▶ **EXERCISE DESCRIPTION**
Would you please write out each of the entries below exactly, omitting pictures?

[Saved entries]

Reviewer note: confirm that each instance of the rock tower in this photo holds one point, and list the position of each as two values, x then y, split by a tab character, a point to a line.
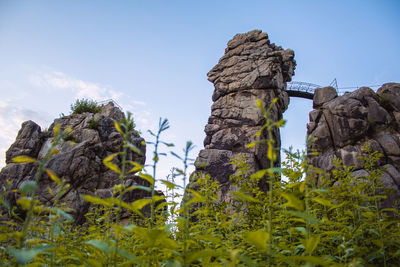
252	68
80	165
342	125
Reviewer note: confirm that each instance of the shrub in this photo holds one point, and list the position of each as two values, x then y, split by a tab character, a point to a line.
85	105
293	224
386	101
93	124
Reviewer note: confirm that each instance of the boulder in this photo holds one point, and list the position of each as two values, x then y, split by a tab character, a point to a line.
343	125
80	164
252	68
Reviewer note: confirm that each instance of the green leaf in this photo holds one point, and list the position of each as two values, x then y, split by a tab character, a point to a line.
312	243
118	128
275	170
110	158
176	155
293	201
24	202
322	201
53	176
242	196
302	215
257	238
23	159
28	187
147	177
112	166
313	260
140	203
138	187
161	205
96	201
99	244
63	214
134	148
24	255
259	174
158	198
197	197
169	184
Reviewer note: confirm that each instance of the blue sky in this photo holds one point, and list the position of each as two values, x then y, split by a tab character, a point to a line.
152	56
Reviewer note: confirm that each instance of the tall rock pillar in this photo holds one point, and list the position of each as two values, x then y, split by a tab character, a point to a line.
252	68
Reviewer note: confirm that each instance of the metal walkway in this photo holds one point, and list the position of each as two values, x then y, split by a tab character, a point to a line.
301	89
306	90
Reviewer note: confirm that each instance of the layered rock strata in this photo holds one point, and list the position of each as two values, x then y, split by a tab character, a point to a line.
80	164
342	125
252	68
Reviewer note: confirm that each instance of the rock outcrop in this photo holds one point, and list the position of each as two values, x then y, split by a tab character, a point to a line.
252	68
80	165
342	125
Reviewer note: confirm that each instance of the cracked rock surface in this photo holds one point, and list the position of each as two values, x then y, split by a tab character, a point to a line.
342	125
80	165
252	68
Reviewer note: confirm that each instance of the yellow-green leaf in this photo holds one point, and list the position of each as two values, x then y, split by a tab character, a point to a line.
312	243
117	127
293	201
259	174
257	238
96	200
322	201
302	187
56	129
53	176
24	202
244	197
109	158
140	203
23	159
147	177
112	166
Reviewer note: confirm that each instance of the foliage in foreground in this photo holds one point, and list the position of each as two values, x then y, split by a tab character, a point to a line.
294	224
85	105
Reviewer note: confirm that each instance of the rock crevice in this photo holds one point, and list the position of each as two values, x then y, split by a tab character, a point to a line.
80	165
342	125
252	68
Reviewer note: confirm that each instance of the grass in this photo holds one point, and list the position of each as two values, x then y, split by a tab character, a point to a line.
293	224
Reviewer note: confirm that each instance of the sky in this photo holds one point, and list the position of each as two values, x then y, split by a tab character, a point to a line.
152	57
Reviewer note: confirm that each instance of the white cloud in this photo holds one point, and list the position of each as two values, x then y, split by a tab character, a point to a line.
81	89
11	118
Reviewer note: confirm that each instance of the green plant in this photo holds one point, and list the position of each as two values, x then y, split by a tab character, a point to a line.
85	105
386	101
94	124
294	223
70	137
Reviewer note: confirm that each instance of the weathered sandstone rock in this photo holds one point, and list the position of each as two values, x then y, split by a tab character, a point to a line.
342	125
252	68
80	165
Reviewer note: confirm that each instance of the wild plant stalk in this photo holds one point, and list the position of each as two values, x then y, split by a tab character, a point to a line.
126	128
162	126
269	126
58	137
186	162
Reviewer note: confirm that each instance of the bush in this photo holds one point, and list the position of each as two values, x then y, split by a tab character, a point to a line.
85	105
293	224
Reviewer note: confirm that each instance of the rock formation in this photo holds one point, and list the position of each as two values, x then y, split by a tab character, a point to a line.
80	165
252	68
342	125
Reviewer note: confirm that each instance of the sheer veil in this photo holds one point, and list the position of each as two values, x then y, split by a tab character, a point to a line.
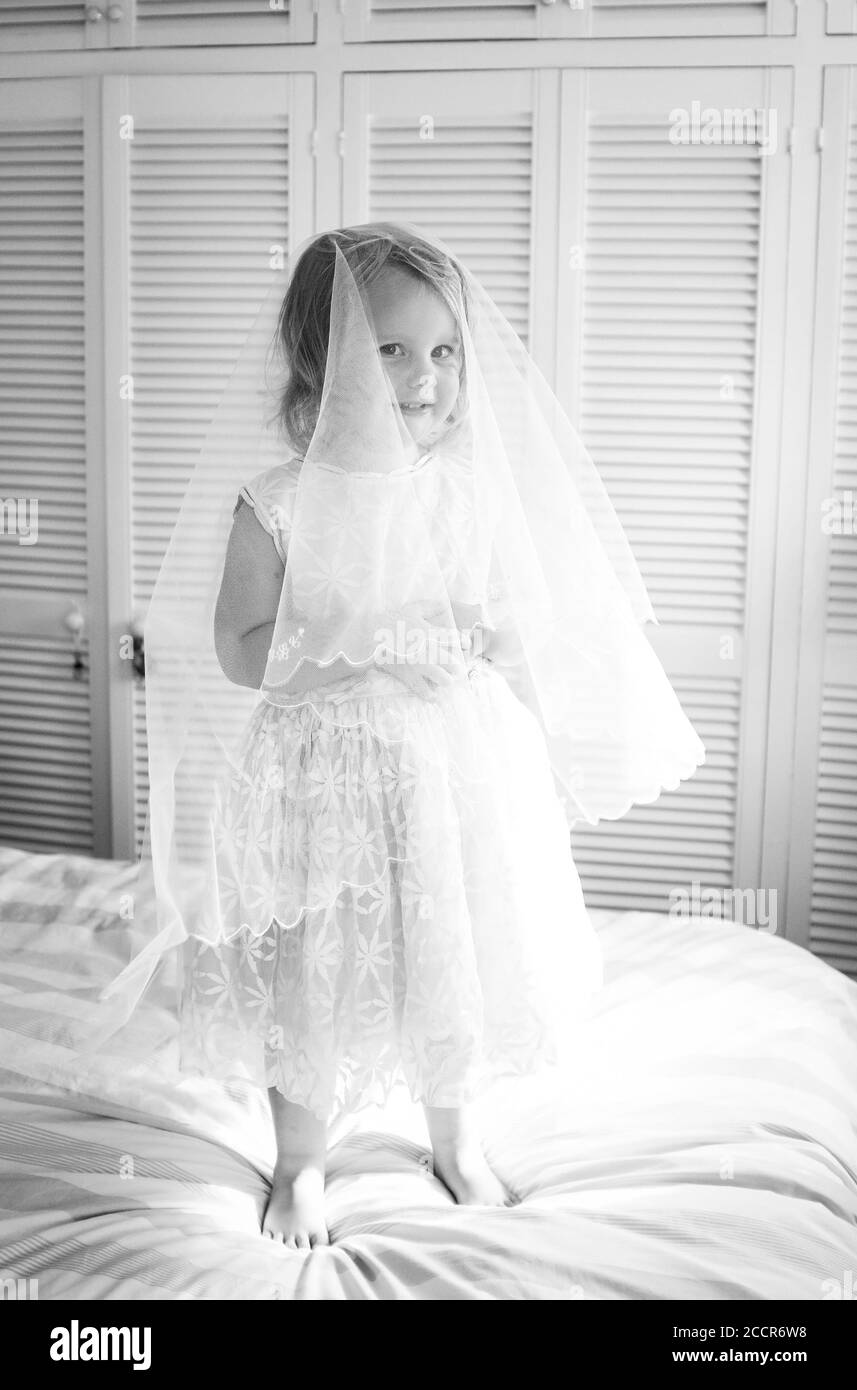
368	578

▶ **FINISHED TASK**
Reviewer note: confirm that each instance of the rock tower in this photo holds one point, and list the position of each as two values, x then y, split by a tab character, a point to a line.
252	68
80	165
342	125
Reviewer note: confirm that each instance of the shrub in this photo holds one point, and list the position of each as two values, x then y, split by a tab character, a point to a line.
85	105
293	224
386	101
93	124
Reviewer note: confirm that each instance of the boulder in this photo holds one point, and list the position of each as two values, x then y, split by a tab character, a point to a line.
343	125
80	164
252	68
Reviewer note: confirm that each instance of the green leaf in this photo holds one point, and list the position of each as two values, x then y, split by a tab character, a point to a line.
312	243
118	128
275	170
110	158
176	155
293	201
24	202
322	201
53	176
242	196
302	215
257	238
23	159
28	187
147	177
112	166
313	260
140	203
138	187
161	205
96	201
99	244
63	214
134	148
24	255
259	174
158	198
197	197
169	184
Reviewer note: confirm that each instance of the blue sky in this photo holds one point, and list the position of each as two values, x then y, split by a tab character, a point to a line.
152	56
Reviewer note: confirm that each instance of the tall rock pillar in this photo holds one point, and list the position of each as two values, x then y, split by a tab character, a point to a line.
252	68
Reviewer note: confirm that each instance of the metal walkway in this photo holds one point, and list the position of each as two values, x then y, split by a tab character, a point to a line.
301	89
306	90
Reviewer note: confirm that each instance of the layered rock strata in this photo holds one point, and list the position of each as two values, x then y, split by a tab character, a point to a line.
80	164
342	125
252	68
Reviewer note: confirm that each instance of the rock outcrop in this photo holds one point, and list the position of each as two values, x then y, split by a tab character, a point to a line.
252	68
80	165
342	125
Reviewer note: confirm that each instance of the cracked rock surface in this photo holds one point, and list the position of each as two values, x then y, split by a tab character, a point to a line.
342	125
80	165
252	68
Reviewer note: confirm that each instance of the yellow-green leaf in this photo holds one point, and list the position of each as two values, x then y, split by a tab character, a point to a line.
312	243
117	127
293	201
259	174
257	238
96	200
322	201
302	187
56	129
53	176
24	202
244	197
109	158
140	203
23	159
147	177
112	166
Reviewer note: confirm that each instance of the foliage in foreground in this photo holds one point, and list the position of each as two values, x then y, split by a tab character, a point to a line.
294	224
85	105
Reviewer note: confirm that each instance of the rock crevice in this photo holds one point, and list the position of each as two values, x then y, split by a tab character, a point to a line.
80	165
342	125
252	68
Reviewer note: confirm that each instance of the grass in this photo holds one point, and list the position of each as two values, x then y, split by a tab character, a point to a line.
293	224
Reviewer note: confirm that each instance of the sky in this photo holds one point, and list the position of each as two values, x then y, split by a tab character, a point to a line.
152	57
Reviewer note: confirm that each instance of the white cloud in this photo holds one point, and list the position of each as two values, x then y, split by a tab character, a point to a line.
81	89
11	118
Reviewer note: confirm that each instance of the green plant in this photo holds one point, and list the position of each as two values, x then y, split by a tab character, a point to a line.
85	105
386	101
94	124
294	223
70	137
Reviewer note: confirm that each instance of the weathered sandstone rock in this photo holds one point, and list the position of each as two values, x then y, split by a tab character, a point to a line.
342	125
252	68
80	165
Reviewer note: confirm that each instance of the wild plant stalk in this photo holds one point, and list the position of each as two values, x then y, split by a tab character, a point to a line.
126	128
162	126
269	126
58	137
186	162
Reviewer note: confirm that each instance of the bush in this photo holds one point, and list the position of each as two values, x then y, split by a tab character, a point to a line.
85	105
293	224
Reviewer note: confirm that each instance of the rock formation in this photo holds one point, and list the position of each as two values, x then y, split by a tab character, a point to a line.
80	165
252	68
342	125
Reviewer note: confirm that each instance of the sheer veil in this photo holds one point, and list the position of each as two values, x then y, split by a tab character, a point to a line.
368	578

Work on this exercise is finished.